» **Written request**: Reproduce the items below from the line containing "molten lava glow" through the end of the items, both ends included, with "Reviewer note" replaced by "QA note" and nothing else changed. Output only those lines.

◇ ◇ ◇ ◇ ◇ ◇ ◇

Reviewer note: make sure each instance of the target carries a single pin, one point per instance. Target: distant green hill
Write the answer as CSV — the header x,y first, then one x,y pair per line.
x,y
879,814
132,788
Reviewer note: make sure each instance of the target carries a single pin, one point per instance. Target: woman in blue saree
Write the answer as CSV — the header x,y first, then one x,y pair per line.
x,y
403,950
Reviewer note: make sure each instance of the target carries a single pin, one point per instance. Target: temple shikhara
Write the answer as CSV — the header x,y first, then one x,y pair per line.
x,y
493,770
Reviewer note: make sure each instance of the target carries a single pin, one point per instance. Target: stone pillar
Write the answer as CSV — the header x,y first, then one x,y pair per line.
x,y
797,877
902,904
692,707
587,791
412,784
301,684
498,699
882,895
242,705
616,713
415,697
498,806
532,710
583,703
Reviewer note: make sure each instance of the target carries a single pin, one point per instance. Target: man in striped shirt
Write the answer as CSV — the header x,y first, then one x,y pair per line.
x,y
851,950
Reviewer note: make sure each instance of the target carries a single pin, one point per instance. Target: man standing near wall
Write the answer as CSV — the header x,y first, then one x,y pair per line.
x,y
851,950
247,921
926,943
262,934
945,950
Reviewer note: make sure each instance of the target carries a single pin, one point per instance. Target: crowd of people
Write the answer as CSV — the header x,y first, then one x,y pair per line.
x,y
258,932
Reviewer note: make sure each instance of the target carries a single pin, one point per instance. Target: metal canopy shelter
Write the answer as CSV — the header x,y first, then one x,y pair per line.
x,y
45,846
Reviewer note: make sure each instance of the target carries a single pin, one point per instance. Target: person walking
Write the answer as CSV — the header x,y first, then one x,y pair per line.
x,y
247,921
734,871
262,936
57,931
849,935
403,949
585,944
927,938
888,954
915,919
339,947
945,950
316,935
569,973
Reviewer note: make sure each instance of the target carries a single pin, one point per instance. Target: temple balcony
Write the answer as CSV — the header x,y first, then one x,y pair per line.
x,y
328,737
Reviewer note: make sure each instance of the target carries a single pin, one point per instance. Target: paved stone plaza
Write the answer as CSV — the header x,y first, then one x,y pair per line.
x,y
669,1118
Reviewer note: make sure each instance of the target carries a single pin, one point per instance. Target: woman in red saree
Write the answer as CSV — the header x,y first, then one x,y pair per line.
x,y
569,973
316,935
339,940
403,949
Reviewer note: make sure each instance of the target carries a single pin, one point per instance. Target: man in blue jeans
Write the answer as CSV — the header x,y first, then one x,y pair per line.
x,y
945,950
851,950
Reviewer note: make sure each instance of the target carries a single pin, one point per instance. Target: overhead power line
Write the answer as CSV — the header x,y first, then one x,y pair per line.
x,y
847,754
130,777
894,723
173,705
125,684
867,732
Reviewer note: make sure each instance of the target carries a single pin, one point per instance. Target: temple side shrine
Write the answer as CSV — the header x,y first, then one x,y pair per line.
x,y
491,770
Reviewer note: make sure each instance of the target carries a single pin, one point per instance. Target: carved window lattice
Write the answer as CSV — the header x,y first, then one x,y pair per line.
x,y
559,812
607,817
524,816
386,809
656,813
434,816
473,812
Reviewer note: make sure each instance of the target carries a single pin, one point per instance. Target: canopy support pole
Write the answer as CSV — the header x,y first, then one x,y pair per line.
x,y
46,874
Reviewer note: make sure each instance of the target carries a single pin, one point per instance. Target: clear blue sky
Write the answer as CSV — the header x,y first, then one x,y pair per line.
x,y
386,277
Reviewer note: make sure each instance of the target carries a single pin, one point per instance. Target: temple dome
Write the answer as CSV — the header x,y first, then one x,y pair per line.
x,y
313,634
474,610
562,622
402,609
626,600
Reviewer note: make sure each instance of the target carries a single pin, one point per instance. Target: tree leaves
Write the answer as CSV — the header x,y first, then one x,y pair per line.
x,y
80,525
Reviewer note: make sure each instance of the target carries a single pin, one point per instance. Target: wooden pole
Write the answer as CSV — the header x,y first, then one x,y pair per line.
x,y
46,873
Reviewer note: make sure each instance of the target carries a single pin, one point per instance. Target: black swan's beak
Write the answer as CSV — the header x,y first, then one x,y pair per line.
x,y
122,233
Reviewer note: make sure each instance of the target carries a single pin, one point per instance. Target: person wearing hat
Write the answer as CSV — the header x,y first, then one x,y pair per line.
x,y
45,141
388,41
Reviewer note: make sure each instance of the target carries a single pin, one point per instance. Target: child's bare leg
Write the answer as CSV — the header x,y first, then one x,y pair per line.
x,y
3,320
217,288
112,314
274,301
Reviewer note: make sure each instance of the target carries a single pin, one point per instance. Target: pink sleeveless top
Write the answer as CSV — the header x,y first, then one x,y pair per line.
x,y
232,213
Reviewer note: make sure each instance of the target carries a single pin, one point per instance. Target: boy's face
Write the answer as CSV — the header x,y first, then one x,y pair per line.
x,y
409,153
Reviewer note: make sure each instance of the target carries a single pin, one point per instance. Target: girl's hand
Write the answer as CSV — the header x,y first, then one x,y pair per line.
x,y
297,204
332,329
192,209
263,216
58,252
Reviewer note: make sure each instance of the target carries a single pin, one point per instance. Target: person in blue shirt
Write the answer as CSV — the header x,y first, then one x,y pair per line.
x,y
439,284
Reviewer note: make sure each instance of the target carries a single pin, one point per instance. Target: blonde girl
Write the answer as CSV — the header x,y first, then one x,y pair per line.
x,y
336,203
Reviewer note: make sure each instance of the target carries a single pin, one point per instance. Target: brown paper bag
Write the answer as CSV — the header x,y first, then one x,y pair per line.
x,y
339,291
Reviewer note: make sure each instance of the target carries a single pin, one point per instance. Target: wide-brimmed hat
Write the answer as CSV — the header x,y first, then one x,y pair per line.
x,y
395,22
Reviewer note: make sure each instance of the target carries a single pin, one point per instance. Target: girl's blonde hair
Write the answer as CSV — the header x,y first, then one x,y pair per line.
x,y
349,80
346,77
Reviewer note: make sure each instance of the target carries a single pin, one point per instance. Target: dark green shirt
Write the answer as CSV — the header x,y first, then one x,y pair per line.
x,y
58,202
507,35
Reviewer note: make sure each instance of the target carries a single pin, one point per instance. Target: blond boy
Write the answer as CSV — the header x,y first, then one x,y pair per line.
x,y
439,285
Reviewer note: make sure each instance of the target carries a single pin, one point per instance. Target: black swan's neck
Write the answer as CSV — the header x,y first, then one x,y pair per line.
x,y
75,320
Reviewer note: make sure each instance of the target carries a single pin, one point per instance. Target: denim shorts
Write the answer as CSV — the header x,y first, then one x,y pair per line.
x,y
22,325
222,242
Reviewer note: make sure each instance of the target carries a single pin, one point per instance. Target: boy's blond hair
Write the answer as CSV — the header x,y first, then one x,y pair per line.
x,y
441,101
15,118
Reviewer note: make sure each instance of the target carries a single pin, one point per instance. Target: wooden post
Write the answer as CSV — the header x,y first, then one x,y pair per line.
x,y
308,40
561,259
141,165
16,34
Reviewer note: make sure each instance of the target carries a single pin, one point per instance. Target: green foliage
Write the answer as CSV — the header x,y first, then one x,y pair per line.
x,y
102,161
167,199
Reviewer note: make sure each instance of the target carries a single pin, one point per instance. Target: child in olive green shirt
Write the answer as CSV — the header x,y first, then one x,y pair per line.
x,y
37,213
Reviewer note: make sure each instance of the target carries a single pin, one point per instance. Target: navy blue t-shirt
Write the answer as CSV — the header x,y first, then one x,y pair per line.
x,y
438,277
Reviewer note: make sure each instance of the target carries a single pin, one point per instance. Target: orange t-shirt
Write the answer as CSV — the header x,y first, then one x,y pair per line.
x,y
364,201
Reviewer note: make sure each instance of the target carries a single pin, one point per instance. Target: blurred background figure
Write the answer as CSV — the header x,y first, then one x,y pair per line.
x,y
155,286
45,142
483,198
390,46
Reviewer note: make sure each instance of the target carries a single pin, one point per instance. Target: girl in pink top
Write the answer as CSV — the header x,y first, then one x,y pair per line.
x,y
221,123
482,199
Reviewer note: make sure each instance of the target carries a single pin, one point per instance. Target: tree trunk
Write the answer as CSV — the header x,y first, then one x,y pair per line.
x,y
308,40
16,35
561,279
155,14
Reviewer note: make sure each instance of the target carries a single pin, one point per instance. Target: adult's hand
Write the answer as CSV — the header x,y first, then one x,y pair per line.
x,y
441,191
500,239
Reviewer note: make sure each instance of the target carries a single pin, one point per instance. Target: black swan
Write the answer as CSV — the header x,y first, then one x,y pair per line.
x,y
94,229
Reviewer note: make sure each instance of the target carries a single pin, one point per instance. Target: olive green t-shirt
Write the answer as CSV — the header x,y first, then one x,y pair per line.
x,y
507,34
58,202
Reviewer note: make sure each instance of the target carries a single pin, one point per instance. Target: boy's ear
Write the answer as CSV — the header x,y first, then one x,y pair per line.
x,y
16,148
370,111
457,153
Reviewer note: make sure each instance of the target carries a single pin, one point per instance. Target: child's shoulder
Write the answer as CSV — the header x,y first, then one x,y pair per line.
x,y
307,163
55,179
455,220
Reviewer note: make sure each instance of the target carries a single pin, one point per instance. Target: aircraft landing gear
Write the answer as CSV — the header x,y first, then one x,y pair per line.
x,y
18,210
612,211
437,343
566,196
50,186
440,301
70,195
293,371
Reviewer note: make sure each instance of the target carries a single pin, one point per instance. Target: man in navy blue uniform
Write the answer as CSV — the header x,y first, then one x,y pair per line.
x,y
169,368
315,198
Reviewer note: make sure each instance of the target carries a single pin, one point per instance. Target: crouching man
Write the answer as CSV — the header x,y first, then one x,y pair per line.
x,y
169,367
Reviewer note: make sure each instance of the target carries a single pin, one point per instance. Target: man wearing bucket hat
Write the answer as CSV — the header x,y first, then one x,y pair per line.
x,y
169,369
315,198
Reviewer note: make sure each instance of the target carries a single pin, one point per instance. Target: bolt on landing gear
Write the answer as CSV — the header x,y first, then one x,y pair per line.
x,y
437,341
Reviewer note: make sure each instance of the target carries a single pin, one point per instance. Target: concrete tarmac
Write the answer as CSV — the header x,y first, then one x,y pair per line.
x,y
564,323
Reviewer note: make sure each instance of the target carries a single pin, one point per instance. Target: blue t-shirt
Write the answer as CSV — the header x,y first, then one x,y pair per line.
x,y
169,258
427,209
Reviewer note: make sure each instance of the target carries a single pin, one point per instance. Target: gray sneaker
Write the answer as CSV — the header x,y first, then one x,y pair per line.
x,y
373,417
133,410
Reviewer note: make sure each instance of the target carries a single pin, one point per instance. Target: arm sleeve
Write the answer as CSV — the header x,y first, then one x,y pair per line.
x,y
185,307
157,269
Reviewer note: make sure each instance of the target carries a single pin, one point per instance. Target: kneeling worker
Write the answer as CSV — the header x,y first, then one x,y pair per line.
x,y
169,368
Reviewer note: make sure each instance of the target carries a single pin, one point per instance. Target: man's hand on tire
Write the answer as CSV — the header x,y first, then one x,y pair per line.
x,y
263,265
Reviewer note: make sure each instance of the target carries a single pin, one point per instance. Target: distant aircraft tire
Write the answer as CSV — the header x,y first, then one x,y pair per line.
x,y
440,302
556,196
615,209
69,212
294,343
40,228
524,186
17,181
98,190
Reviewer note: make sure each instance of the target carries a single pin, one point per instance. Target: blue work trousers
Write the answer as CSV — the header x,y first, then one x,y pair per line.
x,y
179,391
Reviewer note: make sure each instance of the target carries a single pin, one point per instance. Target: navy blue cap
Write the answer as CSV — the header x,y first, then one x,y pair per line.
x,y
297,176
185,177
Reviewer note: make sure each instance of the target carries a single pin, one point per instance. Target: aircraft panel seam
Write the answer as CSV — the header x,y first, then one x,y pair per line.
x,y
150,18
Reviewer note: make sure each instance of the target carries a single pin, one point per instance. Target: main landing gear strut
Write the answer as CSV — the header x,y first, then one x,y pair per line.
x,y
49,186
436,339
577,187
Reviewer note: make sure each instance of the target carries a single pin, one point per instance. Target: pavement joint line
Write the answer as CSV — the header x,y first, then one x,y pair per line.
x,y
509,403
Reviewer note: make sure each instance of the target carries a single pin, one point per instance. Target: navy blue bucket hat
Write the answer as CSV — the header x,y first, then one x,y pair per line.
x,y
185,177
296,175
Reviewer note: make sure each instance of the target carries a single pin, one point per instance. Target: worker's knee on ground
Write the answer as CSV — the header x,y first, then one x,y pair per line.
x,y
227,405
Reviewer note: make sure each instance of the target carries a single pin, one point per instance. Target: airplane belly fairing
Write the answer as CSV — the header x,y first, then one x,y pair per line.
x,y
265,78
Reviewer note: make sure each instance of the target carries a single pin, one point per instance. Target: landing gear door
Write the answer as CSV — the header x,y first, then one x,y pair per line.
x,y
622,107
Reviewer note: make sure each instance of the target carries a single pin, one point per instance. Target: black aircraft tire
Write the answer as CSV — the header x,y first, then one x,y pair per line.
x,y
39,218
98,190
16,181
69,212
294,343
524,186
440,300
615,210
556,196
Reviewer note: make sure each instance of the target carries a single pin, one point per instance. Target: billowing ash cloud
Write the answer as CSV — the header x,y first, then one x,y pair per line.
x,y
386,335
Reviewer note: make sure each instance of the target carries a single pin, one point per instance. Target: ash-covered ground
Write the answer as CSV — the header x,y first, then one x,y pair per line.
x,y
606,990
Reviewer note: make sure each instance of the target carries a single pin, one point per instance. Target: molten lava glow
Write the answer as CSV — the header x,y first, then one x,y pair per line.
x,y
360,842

◇ ◇ ◇ ◇ ◇ ◇ ◇

» **Answer for the task**:
QA note: make sure each instance of the target carries a single pin, one point per instance. Target: molten lava glow
Write the answer as CSV — the header x,y first, then one x,y pair per line.
x,y
360,842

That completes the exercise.